» Source document
Sanders is cooking up a conspiracy

This is one of the many things I don’t understand.

U.S. Sen. Bernie Sanders is now accusing the “Democratic establishment” of conspiring to defeat his bid to win the party’s presidential nomination, that it favors Joe Biden, whose Super Tuesday blowout across the South has inflicted serious injury to the Sanders campaign.

I don’t get where Sen. Sanders gets that.

Biden’s victory was fueled in two parts by African Americans.

First came Saturday’s stunning South Carolina primary victory that came in the wake of U.S. Rep. Jim Clyburn’s emotional endorsement of the former vice president. Clyburn carries fantastic clout among African Americans in his home state; he is the leading black member of Congress.

Part two occurred Tuesday night when Clyburn’s endorsement carried over into Virginia, Tennessee, Alabama, North Carolina, Arkansas, Oklahoma and then Texas … all states with substantial African American voter blocs. Biden won them all.

Indeed, do I need to remind everyone that the Democratic “establishment” was calling two weeks ago for Biden to step aside? He had performed dismally in Iowa and New Hampshire. Then came Nevada. He was considered the equivalent of political road kill. Leading Democrats wanted him to bow out, to go away quietly, to cede this fight to the next generation.

Now that Biden has breathed new life into his campaign he becomes a tool of the establishment? That’s what Sanders wants us to believe? C’mon, man! Sen. Sanders is concocting a conspiracy theory where none exists.

Are we witnessing a comeback for the ages?

(Stored items)
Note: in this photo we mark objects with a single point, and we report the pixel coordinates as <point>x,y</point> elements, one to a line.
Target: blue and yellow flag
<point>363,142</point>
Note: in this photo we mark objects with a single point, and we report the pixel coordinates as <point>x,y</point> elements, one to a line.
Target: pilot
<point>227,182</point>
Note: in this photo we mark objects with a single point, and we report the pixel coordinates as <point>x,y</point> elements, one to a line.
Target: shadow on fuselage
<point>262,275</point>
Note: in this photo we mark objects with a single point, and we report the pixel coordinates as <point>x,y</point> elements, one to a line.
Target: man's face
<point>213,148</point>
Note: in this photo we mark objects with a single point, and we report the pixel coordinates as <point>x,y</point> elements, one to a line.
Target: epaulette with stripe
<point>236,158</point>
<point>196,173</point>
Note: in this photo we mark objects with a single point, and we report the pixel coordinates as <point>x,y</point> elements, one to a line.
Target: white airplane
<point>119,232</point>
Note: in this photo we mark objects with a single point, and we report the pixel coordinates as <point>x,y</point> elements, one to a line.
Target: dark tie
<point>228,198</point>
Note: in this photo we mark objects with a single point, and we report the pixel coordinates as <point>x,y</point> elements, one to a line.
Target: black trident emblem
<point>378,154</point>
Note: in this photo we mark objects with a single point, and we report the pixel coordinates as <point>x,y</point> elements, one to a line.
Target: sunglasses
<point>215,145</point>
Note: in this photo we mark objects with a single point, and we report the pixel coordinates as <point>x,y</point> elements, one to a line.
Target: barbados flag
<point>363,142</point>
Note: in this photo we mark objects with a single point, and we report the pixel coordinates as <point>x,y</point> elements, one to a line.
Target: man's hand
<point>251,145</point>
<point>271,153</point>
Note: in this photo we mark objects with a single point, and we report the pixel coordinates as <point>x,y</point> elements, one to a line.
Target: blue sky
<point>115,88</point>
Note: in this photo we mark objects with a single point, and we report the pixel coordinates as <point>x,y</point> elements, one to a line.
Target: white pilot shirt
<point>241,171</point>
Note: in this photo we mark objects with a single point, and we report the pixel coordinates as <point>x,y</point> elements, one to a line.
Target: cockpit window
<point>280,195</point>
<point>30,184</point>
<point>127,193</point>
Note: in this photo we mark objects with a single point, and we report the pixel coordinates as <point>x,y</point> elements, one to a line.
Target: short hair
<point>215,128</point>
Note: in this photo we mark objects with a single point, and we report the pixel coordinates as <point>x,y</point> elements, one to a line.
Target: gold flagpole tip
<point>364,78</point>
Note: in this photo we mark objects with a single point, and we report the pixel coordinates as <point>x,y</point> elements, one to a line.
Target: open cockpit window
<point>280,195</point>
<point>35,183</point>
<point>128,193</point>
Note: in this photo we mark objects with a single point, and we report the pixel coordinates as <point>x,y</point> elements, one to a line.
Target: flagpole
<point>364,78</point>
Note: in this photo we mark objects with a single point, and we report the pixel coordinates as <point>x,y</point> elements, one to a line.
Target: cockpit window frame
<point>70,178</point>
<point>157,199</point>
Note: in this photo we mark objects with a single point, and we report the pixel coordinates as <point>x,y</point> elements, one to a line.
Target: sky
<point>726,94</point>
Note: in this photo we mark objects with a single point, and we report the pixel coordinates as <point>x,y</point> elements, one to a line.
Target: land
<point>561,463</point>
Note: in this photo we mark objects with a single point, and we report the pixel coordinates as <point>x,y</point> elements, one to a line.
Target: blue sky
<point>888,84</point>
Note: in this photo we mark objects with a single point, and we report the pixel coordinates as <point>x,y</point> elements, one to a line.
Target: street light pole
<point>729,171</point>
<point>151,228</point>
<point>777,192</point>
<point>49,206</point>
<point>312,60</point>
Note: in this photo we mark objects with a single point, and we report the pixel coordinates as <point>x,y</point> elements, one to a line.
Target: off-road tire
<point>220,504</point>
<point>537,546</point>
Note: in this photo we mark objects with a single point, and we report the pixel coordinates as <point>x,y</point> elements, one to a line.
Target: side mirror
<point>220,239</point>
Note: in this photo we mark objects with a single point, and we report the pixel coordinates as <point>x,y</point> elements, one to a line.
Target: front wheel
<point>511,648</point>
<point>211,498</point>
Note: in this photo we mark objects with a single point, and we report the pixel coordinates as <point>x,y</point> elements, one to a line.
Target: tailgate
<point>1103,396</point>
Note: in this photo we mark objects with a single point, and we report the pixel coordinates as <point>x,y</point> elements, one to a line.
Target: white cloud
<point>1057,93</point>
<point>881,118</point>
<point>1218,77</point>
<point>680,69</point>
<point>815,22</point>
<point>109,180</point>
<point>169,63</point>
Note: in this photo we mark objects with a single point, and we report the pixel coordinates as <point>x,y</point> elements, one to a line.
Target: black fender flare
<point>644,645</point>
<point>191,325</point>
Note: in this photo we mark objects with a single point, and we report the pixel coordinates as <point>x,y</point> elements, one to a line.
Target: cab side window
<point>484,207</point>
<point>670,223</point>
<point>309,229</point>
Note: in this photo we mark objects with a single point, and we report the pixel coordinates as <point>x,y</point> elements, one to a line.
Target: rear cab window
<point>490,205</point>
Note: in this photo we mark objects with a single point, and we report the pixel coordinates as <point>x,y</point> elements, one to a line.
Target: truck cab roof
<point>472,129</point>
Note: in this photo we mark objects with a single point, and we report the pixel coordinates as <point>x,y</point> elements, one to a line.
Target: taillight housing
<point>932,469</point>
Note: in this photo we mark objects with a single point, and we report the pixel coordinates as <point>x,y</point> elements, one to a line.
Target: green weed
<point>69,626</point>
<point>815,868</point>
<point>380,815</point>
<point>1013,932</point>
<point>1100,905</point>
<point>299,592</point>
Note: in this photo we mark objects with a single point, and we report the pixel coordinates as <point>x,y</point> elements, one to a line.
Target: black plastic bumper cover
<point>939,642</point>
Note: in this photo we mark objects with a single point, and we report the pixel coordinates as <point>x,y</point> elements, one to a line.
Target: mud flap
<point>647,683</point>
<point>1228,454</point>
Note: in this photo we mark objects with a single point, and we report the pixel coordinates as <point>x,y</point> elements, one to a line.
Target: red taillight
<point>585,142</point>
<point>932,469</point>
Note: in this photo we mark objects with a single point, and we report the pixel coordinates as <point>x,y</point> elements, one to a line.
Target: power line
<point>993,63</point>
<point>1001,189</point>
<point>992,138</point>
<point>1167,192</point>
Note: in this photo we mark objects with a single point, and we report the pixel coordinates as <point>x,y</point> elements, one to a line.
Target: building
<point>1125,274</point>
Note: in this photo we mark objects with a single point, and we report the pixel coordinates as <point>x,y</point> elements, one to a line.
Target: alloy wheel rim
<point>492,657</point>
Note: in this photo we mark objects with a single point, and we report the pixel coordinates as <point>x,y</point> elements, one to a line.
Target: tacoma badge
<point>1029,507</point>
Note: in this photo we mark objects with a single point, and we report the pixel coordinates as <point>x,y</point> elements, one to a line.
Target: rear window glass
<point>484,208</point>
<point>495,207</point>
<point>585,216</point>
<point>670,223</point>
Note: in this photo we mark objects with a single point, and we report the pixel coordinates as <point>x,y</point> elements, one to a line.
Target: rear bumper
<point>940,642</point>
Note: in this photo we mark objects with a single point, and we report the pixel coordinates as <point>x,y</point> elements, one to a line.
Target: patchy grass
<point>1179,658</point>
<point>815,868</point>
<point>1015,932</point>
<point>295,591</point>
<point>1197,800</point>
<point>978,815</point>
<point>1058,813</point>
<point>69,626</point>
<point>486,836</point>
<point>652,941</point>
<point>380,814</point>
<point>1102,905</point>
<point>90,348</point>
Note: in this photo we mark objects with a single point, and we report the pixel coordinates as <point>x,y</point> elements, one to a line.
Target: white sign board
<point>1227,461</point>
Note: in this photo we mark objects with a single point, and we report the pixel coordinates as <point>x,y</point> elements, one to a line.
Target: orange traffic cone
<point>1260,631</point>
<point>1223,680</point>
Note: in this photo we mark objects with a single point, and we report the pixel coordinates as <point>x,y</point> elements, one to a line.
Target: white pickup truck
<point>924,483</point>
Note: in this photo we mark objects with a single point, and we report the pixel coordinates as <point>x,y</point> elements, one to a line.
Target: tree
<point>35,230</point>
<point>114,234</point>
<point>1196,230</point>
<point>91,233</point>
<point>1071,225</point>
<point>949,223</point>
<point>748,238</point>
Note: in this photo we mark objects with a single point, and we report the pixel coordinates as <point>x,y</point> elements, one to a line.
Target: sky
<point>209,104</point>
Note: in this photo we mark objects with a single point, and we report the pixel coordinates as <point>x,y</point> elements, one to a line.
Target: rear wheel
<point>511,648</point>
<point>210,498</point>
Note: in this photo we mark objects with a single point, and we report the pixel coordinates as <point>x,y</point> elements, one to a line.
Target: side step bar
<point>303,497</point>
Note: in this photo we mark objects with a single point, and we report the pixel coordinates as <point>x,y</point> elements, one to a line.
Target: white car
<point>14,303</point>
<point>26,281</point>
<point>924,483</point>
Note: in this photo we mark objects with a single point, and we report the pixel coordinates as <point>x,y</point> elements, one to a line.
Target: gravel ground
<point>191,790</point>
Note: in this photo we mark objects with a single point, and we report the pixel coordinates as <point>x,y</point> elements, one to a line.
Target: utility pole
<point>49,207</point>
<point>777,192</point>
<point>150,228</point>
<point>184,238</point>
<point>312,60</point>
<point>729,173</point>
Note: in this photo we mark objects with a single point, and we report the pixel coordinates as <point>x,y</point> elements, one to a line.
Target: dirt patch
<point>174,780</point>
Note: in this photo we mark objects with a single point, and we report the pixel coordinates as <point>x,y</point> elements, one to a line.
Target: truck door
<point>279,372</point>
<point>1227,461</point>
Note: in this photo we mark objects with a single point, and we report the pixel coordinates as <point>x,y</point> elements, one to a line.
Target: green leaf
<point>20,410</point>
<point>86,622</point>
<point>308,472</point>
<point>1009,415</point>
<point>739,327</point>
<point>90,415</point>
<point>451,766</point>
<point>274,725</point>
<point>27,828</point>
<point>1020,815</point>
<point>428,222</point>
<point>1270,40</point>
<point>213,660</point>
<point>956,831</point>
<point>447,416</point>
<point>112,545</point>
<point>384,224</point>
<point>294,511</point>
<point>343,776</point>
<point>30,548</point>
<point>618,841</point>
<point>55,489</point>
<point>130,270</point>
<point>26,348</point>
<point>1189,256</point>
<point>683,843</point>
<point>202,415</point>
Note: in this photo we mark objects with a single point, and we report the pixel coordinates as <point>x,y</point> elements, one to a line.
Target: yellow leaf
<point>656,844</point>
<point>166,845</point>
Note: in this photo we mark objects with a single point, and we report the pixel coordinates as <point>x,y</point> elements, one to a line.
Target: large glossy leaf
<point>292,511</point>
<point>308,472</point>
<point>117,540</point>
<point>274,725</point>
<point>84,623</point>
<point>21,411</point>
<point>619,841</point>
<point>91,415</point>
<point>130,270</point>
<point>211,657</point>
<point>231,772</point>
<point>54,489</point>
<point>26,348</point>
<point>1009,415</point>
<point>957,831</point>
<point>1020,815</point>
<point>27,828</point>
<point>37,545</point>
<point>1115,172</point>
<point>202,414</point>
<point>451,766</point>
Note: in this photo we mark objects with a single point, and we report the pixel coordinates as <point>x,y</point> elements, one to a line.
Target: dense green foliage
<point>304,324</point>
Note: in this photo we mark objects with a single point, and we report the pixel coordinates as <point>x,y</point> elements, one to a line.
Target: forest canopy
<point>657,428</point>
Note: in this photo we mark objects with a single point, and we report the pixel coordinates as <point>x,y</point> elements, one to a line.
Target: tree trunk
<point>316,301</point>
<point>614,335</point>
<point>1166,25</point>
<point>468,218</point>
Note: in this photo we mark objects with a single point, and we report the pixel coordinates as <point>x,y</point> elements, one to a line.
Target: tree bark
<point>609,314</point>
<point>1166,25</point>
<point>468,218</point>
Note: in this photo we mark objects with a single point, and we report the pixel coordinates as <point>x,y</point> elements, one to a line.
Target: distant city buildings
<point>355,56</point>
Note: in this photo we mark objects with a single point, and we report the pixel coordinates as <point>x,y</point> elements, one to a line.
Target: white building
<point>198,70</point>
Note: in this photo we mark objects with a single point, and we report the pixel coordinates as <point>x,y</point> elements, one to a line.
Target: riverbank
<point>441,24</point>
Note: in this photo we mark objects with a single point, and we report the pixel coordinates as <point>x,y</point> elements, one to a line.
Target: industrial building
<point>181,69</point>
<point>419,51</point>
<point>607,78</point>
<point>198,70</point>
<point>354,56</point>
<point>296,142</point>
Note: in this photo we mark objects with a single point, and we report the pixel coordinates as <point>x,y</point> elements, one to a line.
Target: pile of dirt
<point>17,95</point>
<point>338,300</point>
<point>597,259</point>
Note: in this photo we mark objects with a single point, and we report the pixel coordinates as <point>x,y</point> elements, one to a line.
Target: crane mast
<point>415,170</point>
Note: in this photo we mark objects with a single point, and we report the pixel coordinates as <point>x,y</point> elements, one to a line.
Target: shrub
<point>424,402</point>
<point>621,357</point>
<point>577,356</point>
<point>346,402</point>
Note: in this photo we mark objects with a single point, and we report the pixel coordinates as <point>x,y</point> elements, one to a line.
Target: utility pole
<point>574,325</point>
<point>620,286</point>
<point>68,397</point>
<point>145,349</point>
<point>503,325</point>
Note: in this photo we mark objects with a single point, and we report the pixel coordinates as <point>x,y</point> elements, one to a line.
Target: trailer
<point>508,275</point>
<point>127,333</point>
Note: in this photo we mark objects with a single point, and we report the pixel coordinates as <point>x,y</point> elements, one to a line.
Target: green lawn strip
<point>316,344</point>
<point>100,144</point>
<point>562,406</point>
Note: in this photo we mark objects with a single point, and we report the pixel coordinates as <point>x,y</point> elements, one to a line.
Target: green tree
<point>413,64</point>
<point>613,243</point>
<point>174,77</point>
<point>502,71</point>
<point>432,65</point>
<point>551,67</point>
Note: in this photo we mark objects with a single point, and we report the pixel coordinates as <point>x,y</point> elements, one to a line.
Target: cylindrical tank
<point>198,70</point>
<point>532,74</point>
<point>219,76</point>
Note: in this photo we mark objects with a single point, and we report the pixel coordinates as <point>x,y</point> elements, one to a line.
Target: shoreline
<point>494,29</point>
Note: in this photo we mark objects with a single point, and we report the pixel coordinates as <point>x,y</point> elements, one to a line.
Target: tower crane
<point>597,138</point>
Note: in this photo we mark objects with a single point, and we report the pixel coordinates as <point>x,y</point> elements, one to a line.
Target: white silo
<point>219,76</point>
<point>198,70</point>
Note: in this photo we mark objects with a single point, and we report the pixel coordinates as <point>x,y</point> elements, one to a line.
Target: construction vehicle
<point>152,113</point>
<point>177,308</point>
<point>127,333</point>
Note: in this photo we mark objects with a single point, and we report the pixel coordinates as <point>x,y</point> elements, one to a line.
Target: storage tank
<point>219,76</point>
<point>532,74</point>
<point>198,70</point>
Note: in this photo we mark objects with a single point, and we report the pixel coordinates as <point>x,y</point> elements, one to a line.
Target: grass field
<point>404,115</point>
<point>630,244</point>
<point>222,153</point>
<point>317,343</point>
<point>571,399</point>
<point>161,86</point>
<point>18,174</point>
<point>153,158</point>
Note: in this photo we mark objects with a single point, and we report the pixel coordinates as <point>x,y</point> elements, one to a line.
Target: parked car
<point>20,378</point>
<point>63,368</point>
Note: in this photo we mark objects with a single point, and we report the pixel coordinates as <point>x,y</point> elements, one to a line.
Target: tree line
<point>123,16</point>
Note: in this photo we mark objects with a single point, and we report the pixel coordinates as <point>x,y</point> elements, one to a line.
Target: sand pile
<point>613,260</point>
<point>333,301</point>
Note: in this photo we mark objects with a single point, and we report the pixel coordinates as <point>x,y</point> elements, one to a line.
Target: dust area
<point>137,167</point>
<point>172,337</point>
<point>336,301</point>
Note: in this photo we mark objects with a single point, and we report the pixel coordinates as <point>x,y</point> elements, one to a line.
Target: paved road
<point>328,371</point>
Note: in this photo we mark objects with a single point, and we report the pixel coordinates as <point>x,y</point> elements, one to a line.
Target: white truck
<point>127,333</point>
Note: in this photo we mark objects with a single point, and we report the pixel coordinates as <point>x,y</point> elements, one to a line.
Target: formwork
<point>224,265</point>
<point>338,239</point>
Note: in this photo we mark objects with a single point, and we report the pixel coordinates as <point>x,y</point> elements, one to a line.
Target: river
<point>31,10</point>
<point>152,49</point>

» What the exercise asks
Rewrite the passage of the Sanders commentary that starts with "This is one" and ends with "by African Americans.", changing "blowout" to "sweep".

» Exercise answer
This is one of the many things I don’t understand.

U.S. Sen. Bernie Sanders is now accusing the “Democratic establishment” of conspiring to defeat his bid to win the party’s presidential nomination, that it favors Joe Biden, whose Super Tuesday sweep across the South has inflicted serious injury to the Sanders campaign.

I don’t get where Sen. Sanders gets that.

Biden’s victory was fueled in two parts by African Americans.